### THE EXERCISE:
Reproduce the data starting at the line containing "For each instance of the wooden" and ending at the final line of the data, with "chandelier" replaced by "pendant light" and nothing else altered.

::: DATA LINES :::

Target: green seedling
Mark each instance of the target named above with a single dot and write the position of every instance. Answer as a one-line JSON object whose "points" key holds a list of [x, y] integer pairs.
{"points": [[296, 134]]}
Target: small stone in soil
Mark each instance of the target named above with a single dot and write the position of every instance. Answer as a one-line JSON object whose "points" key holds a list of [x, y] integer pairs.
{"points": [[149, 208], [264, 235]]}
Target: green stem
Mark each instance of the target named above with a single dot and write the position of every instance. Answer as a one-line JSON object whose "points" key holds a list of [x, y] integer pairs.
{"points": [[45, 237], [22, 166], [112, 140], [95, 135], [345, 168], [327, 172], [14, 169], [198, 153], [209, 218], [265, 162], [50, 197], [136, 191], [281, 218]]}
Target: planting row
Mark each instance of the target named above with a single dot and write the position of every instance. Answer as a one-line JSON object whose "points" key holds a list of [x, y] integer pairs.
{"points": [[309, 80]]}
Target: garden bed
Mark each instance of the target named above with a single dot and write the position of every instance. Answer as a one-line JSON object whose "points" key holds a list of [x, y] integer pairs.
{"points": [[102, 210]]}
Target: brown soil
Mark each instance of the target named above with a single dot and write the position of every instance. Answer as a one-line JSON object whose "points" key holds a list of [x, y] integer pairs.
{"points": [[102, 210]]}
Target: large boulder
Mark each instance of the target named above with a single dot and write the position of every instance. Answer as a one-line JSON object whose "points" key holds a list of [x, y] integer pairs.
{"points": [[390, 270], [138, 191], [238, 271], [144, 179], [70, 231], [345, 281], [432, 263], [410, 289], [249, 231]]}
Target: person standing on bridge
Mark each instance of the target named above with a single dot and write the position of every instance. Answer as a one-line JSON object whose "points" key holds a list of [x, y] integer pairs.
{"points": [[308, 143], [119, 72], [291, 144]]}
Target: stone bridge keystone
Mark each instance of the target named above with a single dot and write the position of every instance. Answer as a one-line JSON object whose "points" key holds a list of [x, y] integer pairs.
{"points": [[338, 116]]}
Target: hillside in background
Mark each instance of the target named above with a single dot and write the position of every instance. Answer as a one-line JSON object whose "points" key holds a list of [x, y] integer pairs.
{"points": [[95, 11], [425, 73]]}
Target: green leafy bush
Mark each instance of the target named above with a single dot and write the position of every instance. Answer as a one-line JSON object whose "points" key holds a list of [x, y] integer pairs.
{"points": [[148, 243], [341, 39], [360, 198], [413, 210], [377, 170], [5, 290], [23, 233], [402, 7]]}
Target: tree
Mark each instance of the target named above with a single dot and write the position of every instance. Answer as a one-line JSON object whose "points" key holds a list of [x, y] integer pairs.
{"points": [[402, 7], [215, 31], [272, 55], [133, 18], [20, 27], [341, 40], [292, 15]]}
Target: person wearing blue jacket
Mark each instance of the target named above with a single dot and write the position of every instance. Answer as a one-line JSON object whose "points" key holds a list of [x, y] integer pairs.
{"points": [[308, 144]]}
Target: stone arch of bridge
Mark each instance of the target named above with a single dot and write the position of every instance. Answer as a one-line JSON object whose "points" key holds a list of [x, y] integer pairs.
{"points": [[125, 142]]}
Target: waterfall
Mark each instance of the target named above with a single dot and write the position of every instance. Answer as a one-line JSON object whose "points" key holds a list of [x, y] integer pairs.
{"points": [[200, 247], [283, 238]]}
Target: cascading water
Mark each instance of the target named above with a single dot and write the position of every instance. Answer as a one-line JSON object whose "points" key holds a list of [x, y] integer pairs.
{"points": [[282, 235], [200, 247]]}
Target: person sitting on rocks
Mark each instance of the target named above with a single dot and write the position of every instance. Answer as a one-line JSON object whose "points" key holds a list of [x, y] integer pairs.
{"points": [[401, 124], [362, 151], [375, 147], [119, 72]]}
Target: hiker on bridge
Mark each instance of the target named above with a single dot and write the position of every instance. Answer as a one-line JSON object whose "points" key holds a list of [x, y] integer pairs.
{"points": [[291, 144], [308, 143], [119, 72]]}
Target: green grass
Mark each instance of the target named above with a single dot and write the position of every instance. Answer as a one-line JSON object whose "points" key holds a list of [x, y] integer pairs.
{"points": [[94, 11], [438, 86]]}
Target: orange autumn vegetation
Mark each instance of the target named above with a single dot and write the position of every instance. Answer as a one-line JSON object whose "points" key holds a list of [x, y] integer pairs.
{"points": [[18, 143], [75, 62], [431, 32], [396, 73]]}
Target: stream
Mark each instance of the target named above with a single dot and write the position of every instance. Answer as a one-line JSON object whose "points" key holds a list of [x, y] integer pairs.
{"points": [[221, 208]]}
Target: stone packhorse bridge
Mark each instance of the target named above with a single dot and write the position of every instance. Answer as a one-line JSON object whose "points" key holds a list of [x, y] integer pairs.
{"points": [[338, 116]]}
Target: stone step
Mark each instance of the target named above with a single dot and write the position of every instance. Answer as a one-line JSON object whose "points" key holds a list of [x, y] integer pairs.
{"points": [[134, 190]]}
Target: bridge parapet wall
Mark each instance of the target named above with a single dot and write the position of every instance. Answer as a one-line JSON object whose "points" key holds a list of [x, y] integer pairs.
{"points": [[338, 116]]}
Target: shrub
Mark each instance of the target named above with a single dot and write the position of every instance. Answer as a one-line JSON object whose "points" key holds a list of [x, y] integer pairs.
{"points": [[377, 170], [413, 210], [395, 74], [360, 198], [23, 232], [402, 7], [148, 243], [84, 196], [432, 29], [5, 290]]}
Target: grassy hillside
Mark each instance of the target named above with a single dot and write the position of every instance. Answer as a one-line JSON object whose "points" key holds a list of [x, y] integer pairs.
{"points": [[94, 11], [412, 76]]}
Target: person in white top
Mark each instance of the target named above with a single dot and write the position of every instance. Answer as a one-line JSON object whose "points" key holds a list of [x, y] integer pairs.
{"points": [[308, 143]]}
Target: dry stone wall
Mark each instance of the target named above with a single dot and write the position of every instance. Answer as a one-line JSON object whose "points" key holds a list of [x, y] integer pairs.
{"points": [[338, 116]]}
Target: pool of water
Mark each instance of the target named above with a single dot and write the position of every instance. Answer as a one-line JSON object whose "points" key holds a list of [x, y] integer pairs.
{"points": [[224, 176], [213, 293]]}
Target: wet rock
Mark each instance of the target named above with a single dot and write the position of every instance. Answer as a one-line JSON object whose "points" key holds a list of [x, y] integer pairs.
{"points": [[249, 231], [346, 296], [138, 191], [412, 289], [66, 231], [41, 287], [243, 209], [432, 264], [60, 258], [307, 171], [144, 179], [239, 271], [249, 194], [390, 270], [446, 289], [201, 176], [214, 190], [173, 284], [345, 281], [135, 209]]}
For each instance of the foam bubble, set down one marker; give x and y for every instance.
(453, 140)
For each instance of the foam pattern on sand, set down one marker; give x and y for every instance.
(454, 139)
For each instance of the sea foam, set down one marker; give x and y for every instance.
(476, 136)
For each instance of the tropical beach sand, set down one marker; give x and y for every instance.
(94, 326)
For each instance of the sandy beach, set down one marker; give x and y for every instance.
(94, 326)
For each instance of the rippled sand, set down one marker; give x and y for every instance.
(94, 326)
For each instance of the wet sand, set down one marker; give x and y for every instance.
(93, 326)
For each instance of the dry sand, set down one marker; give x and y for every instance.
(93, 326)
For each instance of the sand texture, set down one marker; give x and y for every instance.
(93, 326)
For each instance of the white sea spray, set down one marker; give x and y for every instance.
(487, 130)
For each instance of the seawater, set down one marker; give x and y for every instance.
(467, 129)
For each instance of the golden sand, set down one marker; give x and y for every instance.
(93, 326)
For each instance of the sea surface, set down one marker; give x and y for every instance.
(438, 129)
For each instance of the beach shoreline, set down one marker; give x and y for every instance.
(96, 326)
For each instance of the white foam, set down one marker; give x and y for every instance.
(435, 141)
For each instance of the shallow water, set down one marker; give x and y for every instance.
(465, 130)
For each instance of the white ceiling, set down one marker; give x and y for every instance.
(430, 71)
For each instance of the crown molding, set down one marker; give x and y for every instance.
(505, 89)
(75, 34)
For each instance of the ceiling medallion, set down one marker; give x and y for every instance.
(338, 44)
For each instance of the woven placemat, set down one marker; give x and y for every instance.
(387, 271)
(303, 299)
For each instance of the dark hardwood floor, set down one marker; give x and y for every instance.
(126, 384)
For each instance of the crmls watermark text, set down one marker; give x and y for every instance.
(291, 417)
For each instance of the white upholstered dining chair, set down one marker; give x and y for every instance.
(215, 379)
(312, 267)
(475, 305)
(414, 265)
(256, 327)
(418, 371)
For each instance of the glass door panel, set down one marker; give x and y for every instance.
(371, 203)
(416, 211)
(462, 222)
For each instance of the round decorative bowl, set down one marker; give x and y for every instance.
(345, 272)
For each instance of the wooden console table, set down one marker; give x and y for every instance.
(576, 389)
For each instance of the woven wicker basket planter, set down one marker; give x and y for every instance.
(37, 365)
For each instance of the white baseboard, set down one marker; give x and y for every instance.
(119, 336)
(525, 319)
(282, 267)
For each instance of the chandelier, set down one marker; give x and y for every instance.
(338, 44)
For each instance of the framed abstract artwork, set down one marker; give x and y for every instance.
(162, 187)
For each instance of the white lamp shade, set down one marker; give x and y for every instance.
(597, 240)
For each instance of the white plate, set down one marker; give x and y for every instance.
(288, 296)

:::

### SOLUTION TO THIS PROBLEM:
For each instance of the wooden console table, set down one marker; give x and y for every instance.
(576, 389)
For each instance of the woven wicker basket planter, set down one marker; give x and y for every instance.
(37, 365)
For each instance of the white baseboard, set down one marker; give x and y for every instance.
(119, 336)
(525, 319)
(282, 267)
For each instance of the pendant light, set down one marker; give x and y for every instance.
(338, 44)
For each instance of the framed abstract artwork, set down one marker; give x and y for every instance.
(162, 187)
For each instance of the white lamp shade, set down one marker; give x and y for every instance.
(597, 240)
For each instance of the white plate, set down one marker; give x and y for every instance.
(288, 296)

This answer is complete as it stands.